--- Dataset records ---
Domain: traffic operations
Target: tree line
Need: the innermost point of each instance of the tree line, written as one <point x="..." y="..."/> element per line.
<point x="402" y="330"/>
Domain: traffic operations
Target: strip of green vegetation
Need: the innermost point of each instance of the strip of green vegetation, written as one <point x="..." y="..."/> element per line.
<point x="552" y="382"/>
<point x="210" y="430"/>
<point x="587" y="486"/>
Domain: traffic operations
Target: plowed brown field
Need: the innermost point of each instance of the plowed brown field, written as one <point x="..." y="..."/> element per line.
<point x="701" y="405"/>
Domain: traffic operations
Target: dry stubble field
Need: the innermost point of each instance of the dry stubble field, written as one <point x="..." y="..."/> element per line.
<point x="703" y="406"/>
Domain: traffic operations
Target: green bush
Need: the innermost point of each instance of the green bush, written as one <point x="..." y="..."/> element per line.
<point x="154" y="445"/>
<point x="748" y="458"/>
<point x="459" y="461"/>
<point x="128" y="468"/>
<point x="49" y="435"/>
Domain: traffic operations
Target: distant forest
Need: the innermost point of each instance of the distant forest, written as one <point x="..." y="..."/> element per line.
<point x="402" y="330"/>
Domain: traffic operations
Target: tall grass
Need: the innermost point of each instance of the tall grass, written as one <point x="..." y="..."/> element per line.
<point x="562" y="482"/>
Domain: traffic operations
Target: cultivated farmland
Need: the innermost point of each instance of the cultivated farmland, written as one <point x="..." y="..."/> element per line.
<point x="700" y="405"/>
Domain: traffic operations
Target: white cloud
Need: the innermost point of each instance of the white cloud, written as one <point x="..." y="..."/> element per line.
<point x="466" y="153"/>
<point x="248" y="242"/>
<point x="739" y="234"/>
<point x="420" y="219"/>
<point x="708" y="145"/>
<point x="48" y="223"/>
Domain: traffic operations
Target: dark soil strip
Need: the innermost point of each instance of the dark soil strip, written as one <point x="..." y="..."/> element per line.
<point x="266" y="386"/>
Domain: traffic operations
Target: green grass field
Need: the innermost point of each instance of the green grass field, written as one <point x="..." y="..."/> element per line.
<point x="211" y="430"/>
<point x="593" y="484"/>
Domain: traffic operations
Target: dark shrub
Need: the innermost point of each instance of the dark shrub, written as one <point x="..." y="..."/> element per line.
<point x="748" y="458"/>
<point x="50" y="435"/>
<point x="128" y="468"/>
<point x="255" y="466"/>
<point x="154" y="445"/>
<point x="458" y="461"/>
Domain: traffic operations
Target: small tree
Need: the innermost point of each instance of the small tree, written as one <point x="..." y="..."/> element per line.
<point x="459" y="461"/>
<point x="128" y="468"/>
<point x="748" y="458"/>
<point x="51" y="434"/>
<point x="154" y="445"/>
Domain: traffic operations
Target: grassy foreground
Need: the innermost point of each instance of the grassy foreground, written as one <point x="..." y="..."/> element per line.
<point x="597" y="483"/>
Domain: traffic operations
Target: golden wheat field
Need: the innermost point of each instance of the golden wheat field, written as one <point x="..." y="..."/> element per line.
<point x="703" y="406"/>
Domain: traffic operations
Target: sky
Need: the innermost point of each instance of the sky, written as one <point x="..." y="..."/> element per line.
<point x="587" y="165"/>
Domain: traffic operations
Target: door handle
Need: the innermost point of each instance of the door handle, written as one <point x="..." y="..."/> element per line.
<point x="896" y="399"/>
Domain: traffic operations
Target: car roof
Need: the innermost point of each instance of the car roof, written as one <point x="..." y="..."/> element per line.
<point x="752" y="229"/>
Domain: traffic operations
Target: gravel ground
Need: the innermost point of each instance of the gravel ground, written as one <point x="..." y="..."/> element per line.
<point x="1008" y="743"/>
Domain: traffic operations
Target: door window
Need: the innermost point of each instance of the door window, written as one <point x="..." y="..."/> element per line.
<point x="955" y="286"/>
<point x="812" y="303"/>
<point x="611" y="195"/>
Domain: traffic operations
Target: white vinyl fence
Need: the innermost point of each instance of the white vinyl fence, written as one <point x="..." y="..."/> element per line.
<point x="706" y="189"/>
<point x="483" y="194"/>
---
> Goal:
Every record should be repeated exactly; please leave none out.

> Complete answer:
Domain: traffic operations
Target: tree line
Need: the innermost point of each instance of the tree line, written as one <point x="..." y="..."/> element per line.
<point x="402" y="330"/>
Domain: traffic operations
Target: strip of green vegetation
Need: the innermost point of each instance of the strip of green vegetation, written as one <point x="..." y="..."/> element per line.
<point x="552" y="382"/>
<point x="210" y="430"/>
<point x="587" y="486"/>
Domain: traffic operations
Target: plowed brown field
Need: the innermost point of each instance of the plowed brown field, written as one <point x="..." y="..."/> element per line.
<point x="701" y="405"/>
Domain: traffic operations
Target: dry stubble field
Need: the innermost point of each instance of the dry stubble field, written as one <point x="..." y="..."/> element per line.
<point x="703" y="406"/>
Domain: traffic operations
Target: green bush
Need: the innermost point of each instance of the green bush, written as one <point x="..." y="..."/> element per line.
<point x="154" y="445"/>
<point x="748" y="458"/>
<point x="459" y="461"/>
<point x="128" y="468"/>
<point x="49" y="435"/>
Domain: traffic operations
Target: distant forest
Need: the innermost point of each instance of the distant forest, written as one <point x="..." y="..."/> element per line.
<point x="402" y="330"/>
Domain: traffic operations
Target: tall grass
Need: the innermost point of each instance of the tall grass, written as one <point x="..." y="..."/> element per line.
<point x="562" y="482"/>
Domain: traffic operations
Target: cultivated farmland
Need: the innermost point of each instance of the cultivated farmland, written as one <point x="..." y="..."/> element per line.
<point x="700" y="405"/>
Domain: traffic operations
Target: white cloud
Need: the innermost point of each instance of the white cloud, written as one <point x="..." y="..."/> element per line.
<point x="466" y="153"/>
<point x="248" y="242"/>
<point x="739" y="234"/>
<point x="420" y="219"/>
<point x="708" y="145"/>
<point x="48" y="223"/>
Domain: traffic operations
Target: dark soil strip
Need: the innermost point of each instance of the dark soil strip, written as one <point x="..." y="..."/> element per line.
<point x="266" y="386"/>
Domain: traffic operations
Target: green grass field
Need: the innermost point of each instance of the green grass field, written as one <point x="..." y="..."/> element per line.
<point x="211" y="430"/>
<point x="593" y="484"/>
Domain: traffic operations
Target: dark shrub
Need: the innermost point of each instance of the dark shrub, written as one <point x="..." y="..."/> element per line.
<point x="748" y="458"/>
<point x="50" y="435"/>
<point x="128" y="468"/>
<point x="255" y="466"/>
<point x="154" y="445"/>
<point x="458" y="461"/>
Domain: traffic operations
Target: small tree
Need: the innermost point of each instance of the small tree, written as one <point x="..." y="..."/> element per line.
<point x="459" y="461"/>
<point x="128" y="468"/>
<point x="748" y="458"/>
<point x="51" y="434"/>
<point x="154" y="445"/>
Domain: traffic operations
Target: grassy foreground
Need: the innermost point of each instance of the grassy foreground, written as one <point x="..." y="..."/> element per line.
<point x="597" y="483"/>
Domain: traffic operations
Target: golden wheat field
Need: the innermost point of each instance of the golden wheat field, written as one <point x="..." y="..."/> element per line.
<point x="703" y="406"/>
Domain: traffic operations
Target: sky
Need: the innermost point of each instance of the sky, written as one <point x="..." y="..."/> element per line.
<point x="587" y="165"/>
Domain: traffic operations
Target: door handle
Need: the innermost point of each instance of the door handle, written as one <point x="..." y="..."/> element per line.
<point x="896" y="399"/>
Domain: traffic operations
Target: car roof
Need: the innermost point of each instance of the car roof, written as one <point x="..." y="..."/> element per line.
<point x="752" y="229"/>
Domain: traffic operations
Target: gravel ground
Need: the innermost point of each instance of the gravel ground, written as one <point x="..." y="..."/> element per line.
<point x="1008" y="743"/>
Domain: traffic operations
Target: door window
Need: the innermost point of each instance of the door window, written as one <point x="..." y="..."/> element per line.
<point x="955" y="286"/>
<point x="812" y="303"/>
<point x="611" y="195"/>
Domain: traffic operations
Target: white vinyl fence
Need: the innermost point of each instance of the white vinyl fence, written as one <point x="..." y="..."/> element per line.
<point x="706" y="189"/>
<point x="483" y="194"/>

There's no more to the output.